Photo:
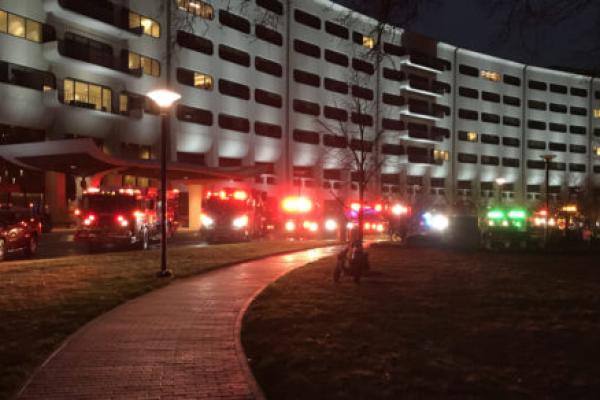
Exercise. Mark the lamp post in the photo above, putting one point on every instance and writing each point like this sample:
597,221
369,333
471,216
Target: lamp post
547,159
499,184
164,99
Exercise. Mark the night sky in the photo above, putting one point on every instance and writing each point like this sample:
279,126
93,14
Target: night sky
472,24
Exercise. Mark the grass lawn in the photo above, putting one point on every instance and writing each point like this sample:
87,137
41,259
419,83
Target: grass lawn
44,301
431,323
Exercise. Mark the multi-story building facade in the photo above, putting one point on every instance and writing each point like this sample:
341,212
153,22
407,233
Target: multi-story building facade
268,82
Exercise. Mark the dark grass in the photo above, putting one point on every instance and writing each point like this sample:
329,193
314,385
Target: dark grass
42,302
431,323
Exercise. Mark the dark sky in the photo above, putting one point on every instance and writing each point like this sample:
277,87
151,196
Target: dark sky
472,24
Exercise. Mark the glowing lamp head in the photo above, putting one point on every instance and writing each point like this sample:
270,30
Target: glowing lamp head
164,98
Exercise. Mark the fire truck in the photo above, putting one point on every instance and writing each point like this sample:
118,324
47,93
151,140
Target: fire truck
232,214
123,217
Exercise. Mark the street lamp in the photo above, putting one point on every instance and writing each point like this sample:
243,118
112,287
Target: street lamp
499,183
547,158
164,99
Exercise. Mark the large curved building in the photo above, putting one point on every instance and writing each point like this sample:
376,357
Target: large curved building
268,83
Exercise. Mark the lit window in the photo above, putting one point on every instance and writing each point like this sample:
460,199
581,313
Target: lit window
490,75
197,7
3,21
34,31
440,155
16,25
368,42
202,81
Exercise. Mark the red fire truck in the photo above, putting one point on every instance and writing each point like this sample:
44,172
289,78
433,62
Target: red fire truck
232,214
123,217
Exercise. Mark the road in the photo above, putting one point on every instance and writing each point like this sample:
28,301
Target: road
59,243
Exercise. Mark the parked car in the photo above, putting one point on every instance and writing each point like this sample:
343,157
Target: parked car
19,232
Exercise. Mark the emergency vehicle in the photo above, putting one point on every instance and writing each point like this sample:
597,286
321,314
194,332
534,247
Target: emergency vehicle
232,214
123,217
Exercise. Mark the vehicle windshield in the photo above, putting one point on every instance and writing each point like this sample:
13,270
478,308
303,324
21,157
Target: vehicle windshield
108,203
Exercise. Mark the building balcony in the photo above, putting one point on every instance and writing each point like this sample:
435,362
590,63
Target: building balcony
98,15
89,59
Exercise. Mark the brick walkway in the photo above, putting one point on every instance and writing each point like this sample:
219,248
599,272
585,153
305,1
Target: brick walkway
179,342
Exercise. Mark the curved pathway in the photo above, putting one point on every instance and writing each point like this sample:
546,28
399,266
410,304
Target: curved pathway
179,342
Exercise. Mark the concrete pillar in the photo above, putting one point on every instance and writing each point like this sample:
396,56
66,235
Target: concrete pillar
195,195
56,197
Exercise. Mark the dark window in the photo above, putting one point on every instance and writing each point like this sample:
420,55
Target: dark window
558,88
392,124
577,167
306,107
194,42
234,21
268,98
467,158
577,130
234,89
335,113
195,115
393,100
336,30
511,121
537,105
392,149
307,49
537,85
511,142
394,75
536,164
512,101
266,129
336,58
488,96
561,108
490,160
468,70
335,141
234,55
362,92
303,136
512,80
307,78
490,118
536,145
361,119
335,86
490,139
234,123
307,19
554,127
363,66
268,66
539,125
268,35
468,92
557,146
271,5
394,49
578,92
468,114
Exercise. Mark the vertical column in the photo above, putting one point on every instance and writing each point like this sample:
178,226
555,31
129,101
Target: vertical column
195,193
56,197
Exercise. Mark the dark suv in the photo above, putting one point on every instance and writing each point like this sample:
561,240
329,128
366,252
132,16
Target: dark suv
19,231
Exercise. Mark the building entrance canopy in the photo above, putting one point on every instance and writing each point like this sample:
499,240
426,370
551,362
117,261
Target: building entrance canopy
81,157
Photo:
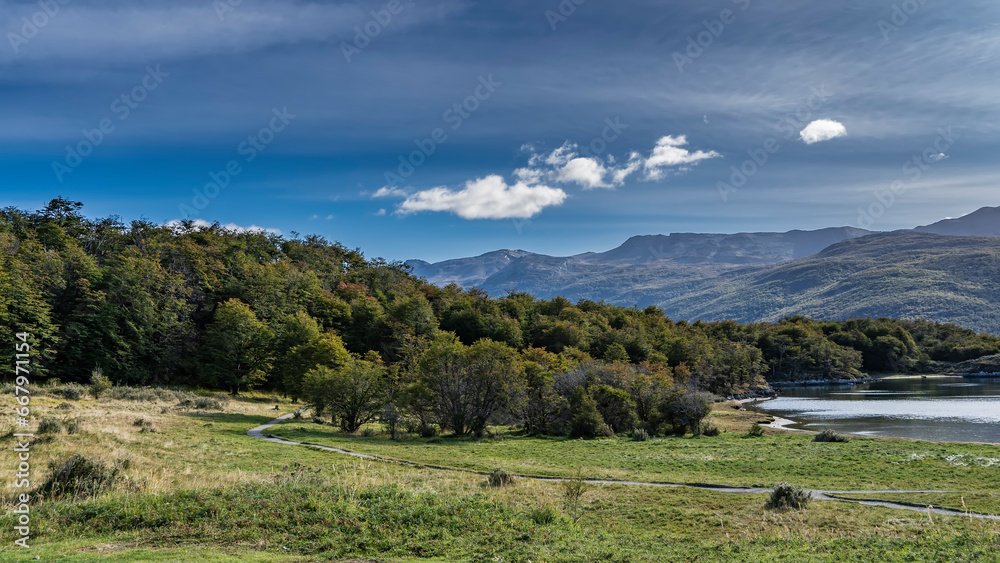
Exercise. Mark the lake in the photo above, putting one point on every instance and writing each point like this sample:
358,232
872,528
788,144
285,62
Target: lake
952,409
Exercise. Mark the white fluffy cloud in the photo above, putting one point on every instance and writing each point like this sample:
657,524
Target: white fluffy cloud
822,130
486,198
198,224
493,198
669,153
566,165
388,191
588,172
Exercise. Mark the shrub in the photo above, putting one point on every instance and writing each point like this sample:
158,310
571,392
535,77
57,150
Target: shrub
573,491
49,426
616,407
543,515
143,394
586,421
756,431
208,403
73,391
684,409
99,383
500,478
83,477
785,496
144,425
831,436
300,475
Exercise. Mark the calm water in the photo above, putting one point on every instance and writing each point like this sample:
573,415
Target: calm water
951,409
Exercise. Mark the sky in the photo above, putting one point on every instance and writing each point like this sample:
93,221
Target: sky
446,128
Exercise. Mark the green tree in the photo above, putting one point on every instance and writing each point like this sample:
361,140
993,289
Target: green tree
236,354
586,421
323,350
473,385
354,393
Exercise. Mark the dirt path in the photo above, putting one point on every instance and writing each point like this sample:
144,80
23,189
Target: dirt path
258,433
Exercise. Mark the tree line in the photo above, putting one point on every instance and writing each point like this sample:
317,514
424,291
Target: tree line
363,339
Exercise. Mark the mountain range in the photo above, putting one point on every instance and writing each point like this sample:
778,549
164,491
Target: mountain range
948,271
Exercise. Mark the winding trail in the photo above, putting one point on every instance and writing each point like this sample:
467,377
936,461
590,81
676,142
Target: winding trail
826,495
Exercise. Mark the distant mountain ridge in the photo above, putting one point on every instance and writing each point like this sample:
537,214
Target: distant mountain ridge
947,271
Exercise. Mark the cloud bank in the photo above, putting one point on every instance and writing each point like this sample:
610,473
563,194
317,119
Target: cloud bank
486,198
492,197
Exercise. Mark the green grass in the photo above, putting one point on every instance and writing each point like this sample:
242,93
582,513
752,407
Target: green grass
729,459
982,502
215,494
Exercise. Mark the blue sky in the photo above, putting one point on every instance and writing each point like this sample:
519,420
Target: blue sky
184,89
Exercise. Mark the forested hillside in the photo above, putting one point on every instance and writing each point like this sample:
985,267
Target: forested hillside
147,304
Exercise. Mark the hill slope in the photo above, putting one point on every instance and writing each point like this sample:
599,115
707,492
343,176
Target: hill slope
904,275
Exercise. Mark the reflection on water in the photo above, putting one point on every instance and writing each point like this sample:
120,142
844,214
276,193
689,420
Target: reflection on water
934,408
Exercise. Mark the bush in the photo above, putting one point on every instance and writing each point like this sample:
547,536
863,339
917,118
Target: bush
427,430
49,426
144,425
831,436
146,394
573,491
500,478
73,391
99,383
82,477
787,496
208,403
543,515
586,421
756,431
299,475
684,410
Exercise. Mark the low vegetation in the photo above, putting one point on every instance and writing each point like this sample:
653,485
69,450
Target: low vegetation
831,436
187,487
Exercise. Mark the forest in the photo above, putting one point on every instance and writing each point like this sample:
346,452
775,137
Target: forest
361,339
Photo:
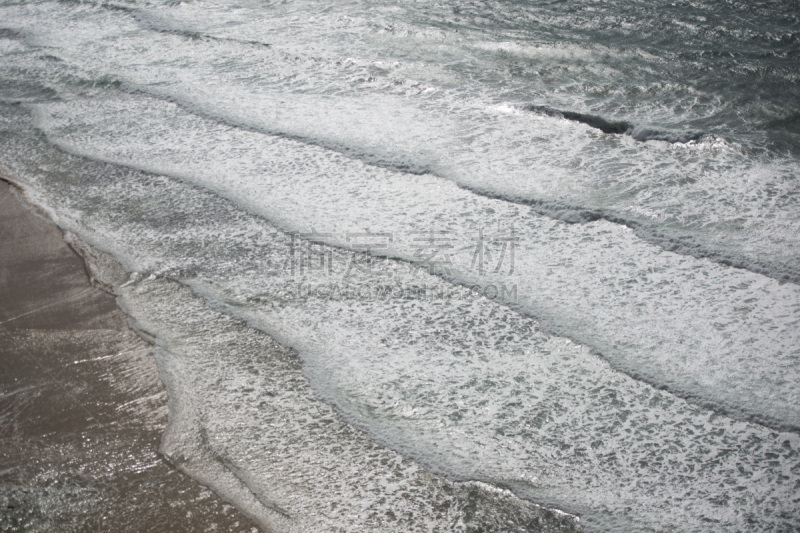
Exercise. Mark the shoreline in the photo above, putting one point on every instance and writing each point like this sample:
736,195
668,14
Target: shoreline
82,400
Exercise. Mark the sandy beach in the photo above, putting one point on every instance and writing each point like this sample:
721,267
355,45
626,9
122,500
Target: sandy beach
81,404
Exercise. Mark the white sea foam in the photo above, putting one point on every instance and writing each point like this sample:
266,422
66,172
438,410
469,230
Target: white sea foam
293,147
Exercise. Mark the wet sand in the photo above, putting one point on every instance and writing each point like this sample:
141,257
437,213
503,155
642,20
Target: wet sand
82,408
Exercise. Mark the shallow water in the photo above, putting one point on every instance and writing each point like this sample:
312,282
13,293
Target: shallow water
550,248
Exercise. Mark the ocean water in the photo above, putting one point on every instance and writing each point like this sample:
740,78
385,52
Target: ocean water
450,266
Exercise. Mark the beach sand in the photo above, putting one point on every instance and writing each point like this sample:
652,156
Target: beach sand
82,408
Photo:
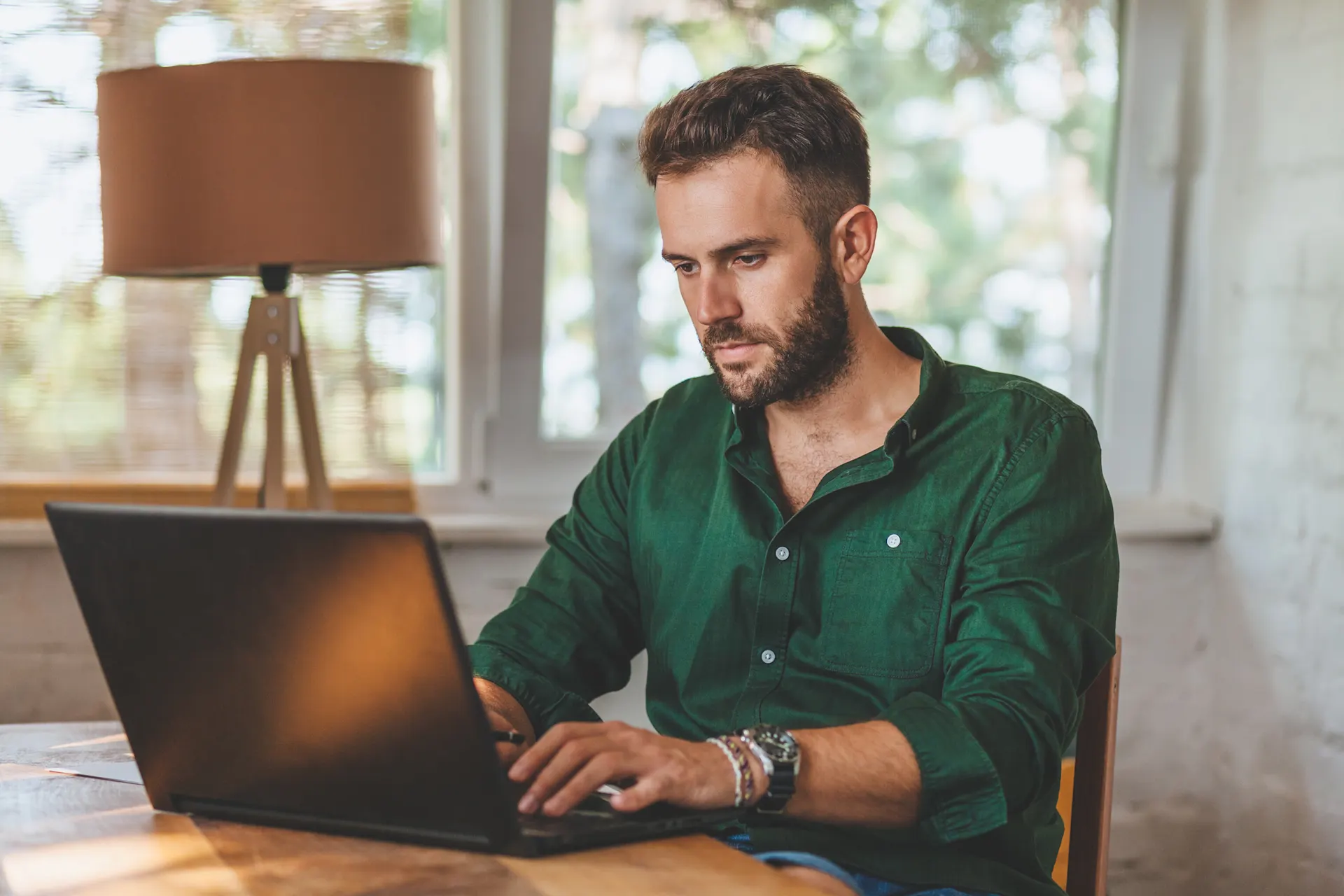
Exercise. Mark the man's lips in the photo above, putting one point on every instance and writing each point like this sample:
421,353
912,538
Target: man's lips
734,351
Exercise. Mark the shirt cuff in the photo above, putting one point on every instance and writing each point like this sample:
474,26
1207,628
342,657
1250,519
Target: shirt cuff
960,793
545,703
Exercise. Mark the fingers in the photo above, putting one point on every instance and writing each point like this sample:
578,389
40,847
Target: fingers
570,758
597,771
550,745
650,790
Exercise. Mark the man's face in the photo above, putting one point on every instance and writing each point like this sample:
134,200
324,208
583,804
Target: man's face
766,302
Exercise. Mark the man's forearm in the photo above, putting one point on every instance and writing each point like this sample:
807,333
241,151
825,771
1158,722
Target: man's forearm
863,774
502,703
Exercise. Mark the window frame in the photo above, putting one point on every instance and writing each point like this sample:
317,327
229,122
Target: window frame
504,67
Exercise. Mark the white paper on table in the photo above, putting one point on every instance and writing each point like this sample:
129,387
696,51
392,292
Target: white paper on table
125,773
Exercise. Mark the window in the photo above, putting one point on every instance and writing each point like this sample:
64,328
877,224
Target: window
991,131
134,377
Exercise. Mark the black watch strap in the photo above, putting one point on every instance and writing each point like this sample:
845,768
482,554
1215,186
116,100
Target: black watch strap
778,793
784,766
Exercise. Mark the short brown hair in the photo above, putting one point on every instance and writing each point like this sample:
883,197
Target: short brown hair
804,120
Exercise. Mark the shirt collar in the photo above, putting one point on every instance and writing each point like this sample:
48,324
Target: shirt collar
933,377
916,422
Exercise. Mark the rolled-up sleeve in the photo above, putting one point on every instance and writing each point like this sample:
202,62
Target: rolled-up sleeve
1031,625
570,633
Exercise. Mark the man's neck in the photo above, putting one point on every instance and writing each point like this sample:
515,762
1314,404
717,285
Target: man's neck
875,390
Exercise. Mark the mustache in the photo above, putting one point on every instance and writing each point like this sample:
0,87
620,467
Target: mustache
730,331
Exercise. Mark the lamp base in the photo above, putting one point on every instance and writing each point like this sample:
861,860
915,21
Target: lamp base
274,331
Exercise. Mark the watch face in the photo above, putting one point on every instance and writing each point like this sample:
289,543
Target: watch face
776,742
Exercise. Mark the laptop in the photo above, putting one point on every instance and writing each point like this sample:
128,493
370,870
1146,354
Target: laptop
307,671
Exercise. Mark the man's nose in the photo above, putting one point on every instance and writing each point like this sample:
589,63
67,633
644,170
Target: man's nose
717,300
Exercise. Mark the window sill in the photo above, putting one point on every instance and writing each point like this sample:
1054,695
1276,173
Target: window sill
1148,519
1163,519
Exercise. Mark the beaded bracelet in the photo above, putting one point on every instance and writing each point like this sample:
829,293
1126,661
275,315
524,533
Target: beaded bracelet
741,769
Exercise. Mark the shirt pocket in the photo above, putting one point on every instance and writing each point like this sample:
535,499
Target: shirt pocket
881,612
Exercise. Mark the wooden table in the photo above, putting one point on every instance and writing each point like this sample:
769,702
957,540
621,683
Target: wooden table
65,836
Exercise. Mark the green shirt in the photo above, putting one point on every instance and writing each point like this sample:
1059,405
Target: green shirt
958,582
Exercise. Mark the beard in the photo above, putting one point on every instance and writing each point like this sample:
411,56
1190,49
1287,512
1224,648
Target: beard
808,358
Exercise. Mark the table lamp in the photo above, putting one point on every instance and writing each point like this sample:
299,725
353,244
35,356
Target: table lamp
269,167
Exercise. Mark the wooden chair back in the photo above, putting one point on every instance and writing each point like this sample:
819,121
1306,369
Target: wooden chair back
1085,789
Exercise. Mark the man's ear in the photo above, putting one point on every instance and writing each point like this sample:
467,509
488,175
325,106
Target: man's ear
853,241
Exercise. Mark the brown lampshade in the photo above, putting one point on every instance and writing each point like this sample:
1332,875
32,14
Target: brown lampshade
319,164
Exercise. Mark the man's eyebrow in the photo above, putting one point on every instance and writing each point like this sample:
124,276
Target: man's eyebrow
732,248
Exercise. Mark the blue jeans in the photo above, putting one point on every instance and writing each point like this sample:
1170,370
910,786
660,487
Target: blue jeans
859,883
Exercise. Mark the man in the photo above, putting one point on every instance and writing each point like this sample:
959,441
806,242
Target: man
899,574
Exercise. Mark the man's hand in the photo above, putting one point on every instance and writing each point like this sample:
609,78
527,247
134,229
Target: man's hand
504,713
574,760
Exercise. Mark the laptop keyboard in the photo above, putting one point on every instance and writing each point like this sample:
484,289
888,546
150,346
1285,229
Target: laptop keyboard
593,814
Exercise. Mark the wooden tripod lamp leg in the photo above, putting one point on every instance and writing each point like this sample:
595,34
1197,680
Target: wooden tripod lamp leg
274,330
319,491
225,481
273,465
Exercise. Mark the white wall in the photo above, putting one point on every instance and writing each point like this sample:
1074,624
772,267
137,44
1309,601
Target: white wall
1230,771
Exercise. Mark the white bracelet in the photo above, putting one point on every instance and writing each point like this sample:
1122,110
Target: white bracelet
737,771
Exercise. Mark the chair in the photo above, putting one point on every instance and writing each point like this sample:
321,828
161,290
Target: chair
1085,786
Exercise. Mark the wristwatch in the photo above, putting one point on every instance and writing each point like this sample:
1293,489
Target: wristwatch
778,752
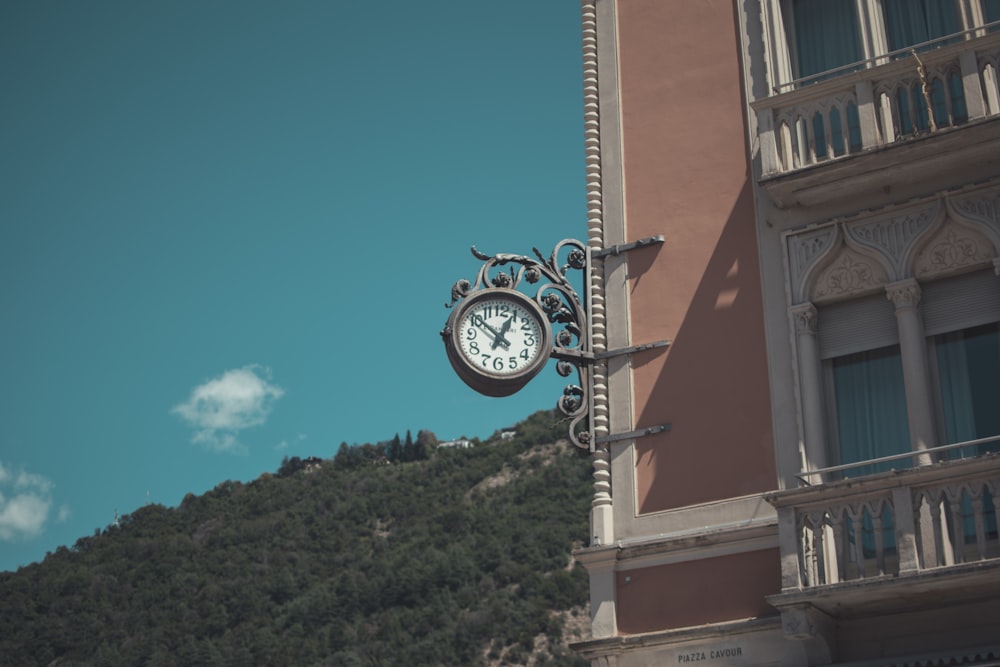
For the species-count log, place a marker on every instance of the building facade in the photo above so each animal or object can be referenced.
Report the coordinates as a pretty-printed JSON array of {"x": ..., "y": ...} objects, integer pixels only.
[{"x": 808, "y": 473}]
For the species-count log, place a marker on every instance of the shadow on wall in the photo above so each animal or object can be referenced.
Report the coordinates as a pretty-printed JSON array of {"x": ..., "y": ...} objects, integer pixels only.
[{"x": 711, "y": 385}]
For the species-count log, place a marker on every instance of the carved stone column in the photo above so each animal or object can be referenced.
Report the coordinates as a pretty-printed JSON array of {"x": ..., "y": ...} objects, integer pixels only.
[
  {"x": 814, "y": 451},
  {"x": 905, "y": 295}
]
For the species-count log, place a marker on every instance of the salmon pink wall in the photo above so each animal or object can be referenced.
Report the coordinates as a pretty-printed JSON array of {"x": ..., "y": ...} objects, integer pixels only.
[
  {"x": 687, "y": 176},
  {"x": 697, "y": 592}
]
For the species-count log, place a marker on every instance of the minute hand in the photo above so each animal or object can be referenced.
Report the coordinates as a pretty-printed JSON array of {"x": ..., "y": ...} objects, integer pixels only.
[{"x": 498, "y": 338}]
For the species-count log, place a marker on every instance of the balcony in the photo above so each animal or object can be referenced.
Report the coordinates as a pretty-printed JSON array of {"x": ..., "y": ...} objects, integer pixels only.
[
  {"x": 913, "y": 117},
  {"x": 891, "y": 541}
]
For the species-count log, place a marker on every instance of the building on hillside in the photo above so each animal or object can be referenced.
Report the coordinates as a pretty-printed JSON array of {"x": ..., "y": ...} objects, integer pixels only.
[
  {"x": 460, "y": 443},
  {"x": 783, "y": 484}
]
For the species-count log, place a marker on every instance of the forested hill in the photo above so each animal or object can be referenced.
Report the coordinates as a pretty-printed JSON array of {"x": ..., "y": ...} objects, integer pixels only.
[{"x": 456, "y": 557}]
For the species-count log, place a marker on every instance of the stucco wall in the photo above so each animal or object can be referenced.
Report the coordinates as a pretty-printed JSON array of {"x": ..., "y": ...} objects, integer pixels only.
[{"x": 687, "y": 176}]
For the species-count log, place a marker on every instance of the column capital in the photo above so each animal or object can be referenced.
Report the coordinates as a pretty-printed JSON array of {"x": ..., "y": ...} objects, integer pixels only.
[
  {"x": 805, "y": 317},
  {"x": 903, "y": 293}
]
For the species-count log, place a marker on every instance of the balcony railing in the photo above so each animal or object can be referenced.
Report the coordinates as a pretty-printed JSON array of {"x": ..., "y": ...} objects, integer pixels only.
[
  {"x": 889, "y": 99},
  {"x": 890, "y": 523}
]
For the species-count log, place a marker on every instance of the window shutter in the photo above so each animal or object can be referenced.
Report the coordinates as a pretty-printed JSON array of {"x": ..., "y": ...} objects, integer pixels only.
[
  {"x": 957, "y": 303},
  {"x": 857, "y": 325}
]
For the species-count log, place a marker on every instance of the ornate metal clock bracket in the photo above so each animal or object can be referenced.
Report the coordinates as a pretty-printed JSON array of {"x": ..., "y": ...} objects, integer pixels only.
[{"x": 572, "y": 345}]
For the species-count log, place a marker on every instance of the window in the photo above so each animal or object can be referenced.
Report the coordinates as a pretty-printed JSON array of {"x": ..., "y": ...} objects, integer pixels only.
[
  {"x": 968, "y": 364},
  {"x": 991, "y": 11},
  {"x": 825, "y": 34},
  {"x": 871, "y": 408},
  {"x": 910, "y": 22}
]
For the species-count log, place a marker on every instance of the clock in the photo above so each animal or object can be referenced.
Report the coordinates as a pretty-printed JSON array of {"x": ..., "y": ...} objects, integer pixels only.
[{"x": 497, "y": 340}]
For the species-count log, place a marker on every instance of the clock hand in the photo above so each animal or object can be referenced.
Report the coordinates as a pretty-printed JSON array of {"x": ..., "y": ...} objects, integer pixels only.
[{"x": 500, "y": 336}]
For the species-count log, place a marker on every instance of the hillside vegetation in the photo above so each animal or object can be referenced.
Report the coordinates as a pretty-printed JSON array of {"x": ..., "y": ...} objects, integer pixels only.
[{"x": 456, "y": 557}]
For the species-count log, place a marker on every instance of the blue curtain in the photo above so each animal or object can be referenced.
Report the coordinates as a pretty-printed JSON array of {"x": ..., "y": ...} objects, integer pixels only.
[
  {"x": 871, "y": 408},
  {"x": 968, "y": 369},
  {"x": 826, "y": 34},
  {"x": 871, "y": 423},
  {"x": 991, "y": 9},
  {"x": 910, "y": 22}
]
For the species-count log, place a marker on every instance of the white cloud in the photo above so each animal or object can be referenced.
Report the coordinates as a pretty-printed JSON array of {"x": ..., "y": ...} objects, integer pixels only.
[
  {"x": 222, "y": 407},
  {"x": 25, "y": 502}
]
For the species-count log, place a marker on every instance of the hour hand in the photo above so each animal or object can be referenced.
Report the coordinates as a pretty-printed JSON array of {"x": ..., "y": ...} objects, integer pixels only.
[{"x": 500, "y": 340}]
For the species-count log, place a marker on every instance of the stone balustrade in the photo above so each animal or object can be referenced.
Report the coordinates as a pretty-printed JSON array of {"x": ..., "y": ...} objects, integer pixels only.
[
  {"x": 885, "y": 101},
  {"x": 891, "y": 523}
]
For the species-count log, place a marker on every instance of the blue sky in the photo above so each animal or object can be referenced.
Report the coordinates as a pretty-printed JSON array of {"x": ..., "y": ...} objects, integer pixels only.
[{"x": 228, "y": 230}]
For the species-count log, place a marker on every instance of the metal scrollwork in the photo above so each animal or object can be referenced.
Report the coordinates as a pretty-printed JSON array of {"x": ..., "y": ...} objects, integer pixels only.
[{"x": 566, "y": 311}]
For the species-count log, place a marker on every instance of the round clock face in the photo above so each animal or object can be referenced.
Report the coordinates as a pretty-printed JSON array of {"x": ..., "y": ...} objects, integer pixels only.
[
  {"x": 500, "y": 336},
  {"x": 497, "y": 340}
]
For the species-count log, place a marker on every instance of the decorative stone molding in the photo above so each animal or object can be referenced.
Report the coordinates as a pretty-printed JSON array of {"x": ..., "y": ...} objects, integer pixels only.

######

→ **What the task asks**:
Return a copy of each line in the entries that carries the string "metal".

→ **Answer to this task**:
For the species-count log, place a marker on every instance of the ornate metal clock bracket in the photo above so each animal or object can be referenced.
For the species-count log, place a marker on every instance of the metal scrollwork in the photo above so each animal or object can be referenced.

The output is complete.